▶ _Directions_
1) Answer these questions from the reader comments on POTS:
(a) What races did Kim run before developing POTS?
(b) What three activities was Nicole involved in as a high school senior?
(c) How long did it take to find what was wrong with A Mommy Warrior's daughter?
2) Copy everything in the reader comments on POTS from "Here is a small" down to "that it is.".
3) Write the next part of the reader comments on POTS, picking up after the last sentence shown.

Here is a small sample of those reader comments, to give you a flavor for their passion, their pain, and their pleas for doctors to try to understand that they are experiencing a real medical condition that is not self-induced, and that requires the patience, understanding and expertise of their physicians:

Jennifer: “Thank you!!!! I wish articles like this would get more media attention! I have POTS and it is so frustrating when people think that all you have to do is exercise and you will be healed. I still believe exercise is great for keeping my leg muscles built up to prevent blood pooling, but it is by no means a cure and it is so frustrating when people get the idea that it is.

I appreciate this article so much!!!”

Kim: “I literally cried the entire way through this article. FINALLY SOMEONE SUPPORTS US! For too long we’ve been shoved aside by doctors who don’t know how to handle us. The “grinch” label was extremely crippling for those of us just struggling to have our voices heard in the medical community. I was in fantastic shape prior to developing POTS….exercising frequently, running 5ks, keeping up with my toddler, etc. Exercising helped to “recondition” me after I spent a year getting bounced around doctor’s offices, tests, and days where I could only manage to crawl across the floor and not walk. But exercise hasn’t cured me simply because that wasn’t the cause to begin with. God Bless you for being a voice of support in our corner!”

Nicole: “First and foremost, thank you. I too was very healthy and active when my symptoms came on. I was a senior in high school-involved in softball, dance company and horseback riding. This theory is ridiculous and quite frankly insulting.

Particularly when there are a host of other symptoms that often accompany POTS patients. To list a few: small fiber neuropathy, increase/decrease in sweating, visual disturbances etc. This is dysautonomia at it’s best or worst: ( Clearly it isn’t just cardiac in nature-definitely not solely from a structurally “small” heart! It is a SECONDARY response to a more global, SYSTEMIC problem. Much thanks and gratitude.”

A Mommy Warrior: “My daughter began fainting at the age of 11 about 5–6 times a day. She was a competitive dancer, socially active, and had almost perfect attendance at school prior to this illness. It took us three years to find what was wrong with her. There are many POTS sufferers who have enough trouble getting a proper diagnosis and being taken seriously, they do not need the “grinch syndrome” theory added to the list. Hoping this study by Dr. Levine is not looked upon as valid by others in the medical profession.”

▶ _Dataset entries_
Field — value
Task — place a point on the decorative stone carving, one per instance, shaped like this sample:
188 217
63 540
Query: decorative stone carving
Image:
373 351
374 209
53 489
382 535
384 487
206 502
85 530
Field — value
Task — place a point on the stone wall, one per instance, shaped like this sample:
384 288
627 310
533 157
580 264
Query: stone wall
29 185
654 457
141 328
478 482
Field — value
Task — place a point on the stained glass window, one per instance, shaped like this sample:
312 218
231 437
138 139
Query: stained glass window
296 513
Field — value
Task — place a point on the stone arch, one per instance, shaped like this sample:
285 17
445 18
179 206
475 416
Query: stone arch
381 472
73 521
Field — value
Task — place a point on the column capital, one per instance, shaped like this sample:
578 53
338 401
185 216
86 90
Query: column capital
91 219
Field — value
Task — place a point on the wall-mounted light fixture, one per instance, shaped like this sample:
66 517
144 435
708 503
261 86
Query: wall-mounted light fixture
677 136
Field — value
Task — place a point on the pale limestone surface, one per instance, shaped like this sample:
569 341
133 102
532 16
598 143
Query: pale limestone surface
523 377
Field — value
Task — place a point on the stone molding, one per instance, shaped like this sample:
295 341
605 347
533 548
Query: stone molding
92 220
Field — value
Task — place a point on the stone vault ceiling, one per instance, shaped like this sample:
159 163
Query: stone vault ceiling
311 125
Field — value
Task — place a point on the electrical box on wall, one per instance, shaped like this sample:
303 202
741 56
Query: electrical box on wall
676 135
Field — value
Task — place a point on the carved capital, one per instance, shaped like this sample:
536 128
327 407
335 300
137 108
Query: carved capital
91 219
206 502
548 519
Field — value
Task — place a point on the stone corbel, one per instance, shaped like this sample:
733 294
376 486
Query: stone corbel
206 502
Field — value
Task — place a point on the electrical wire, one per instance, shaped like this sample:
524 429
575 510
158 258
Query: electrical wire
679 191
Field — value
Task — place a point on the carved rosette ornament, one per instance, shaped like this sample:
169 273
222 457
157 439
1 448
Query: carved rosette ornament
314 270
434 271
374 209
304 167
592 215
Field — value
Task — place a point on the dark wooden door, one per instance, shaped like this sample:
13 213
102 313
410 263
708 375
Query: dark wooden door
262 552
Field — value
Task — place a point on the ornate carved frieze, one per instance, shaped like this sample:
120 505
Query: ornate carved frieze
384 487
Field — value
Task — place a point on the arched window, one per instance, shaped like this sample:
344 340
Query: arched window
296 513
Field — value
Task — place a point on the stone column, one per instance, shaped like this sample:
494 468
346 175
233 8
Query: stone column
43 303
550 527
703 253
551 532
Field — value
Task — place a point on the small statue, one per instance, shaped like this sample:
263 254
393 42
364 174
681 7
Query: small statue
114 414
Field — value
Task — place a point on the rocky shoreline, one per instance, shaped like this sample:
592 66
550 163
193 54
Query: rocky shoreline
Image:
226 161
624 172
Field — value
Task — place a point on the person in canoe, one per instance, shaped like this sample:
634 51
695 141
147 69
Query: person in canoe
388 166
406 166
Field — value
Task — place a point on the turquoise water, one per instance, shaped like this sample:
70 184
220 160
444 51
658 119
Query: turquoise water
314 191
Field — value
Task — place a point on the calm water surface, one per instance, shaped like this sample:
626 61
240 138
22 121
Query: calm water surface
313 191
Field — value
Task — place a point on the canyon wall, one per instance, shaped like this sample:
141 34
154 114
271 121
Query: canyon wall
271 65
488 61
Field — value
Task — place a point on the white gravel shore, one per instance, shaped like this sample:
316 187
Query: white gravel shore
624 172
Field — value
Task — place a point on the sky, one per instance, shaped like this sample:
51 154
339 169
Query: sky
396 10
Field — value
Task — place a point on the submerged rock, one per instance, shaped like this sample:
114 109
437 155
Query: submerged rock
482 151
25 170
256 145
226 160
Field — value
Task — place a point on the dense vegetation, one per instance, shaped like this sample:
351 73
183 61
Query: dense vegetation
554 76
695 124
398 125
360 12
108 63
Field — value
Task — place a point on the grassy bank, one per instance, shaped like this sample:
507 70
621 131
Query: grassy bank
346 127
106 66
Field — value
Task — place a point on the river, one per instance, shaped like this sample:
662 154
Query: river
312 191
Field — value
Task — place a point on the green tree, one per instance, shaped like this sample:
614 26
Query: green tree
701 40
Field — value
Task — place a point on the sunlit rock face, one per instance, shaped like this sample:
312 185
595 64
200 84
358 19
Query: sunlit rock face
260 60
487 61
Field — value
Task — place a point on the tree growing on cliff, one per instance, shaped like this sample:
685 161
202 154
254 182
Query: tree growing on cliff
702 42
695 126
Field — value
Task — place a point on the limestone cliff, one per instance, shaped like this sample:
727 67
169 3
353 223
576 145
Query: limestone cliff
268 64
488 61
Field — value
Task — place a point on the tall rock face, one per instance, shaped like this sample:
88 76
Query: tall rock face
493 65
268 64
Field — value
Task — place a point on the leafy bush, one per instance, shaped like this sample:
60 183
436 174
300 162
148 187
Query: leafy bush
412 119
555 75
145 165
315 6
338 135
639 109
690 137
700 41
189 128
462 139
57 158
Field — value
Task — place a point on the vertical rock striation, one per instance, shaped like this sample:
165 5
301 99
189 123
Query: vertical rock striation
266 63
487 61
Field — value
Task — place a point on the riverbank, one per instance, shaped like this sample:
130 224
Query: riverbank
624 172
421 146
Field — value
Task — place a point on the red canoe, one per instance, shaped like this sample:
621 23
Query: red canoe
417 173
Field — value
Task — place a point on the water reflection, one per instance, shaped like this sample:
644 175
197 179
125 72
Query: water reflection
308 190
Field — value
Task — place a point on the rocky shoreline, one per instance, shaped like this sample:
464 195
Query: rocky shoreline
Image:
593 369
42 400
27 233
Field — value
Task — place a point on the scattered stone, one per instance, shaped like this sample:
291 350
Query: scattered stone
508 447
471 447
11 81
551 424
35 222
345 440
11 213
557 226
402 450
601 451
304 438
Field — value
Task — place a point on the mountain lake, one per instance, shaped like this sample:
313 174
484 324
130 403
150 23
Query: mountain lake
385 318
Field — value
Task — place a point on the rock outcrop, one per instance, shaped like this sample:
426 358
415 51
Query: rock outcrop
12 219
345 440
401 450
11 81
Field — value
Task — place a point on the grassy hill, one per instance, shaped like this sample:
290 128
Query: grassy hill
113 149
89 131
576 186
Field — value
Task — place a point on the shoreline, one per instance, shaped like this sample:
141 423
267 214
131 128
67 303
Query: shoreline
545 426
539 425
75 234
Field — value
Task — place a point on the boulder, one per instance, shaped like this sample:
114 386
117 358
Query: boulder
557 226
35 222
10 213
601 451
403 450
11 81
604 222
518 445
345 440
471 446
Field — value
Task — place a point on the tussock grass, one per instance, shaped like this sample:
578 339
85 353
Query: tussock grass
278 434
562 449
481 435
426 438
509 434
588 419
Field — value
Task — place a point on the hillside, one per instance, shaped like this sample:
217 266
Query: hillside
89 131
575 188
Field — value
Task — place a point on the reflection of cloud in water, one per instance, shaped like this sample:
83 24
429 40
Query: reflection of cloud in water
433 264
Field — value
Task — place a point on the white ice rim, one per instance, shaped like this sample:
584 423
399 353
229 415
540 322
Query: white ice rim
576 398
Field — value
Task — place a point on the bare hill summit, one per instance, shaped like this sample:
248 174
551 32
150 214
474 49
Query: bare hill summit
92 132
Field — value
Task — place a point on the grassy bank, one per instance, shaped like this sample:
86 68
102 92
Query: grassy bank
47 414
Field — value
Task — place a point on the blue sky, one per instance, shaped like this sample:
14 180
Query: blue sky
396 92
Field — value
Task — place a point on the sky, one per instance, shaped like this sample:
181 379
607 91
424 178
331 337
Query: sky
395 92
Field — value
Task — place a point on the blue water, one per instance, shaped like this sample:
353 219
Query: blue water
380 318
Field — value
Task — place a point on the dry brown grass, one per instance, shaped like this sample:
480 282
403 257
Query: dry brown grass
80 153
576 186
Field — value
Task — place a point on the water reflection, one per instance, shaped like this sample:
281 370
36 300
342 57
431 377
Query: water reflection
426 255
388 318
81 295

▶ _Exercise results_
1)
(a) 5ks
(b) Softball, dance company, and horseback riding
(c) Three years

2)
Here is a small sample of those reader comments, to give you a flavor for their passion, their pain, and their pleas for doctors to try to understand that they are experiencing a real medical condition that is not self-induced, and that requires the patience, understanding and expertise of their physicians:

Jennifer: “Thank you!!!! I wish articles like this would get more media attention! I have POTS and it is so frustrating when people think that all you have to do is exercise and you will be healed. I still believe exercise is great for keeping my leg muscles built up to prevent blood pooling, but it is by no means a cure and it is so frustrating when people get the idea that it is.

3)
Rachel: “Thank you for your article. I have POTS as well and am an exercise physiologist. I ran college cross country despite pots and was told that when my symptoms worsened it as because I was deconditioned. I was one of the “deconditioned” study participants. The exercise program helped a little because it allowed me to slow down and rebuild my base. Thank you for looking into the data and not only the conclusion. It is much appreciated.”

Buffy: “I can’t thank you enough for this piece! POTS tore my life apart 3 years ago after a viral illness, when I was an incredibly active college senior. Since then, I feel that Levine’s study has done nothing but discredit me and the rest of the POTS community, especially since the media has chosen to shout his “findings” from the rooftops. I cannot convey how refreshing and helpful it is to hear from the medical community in rebuttal to his study!”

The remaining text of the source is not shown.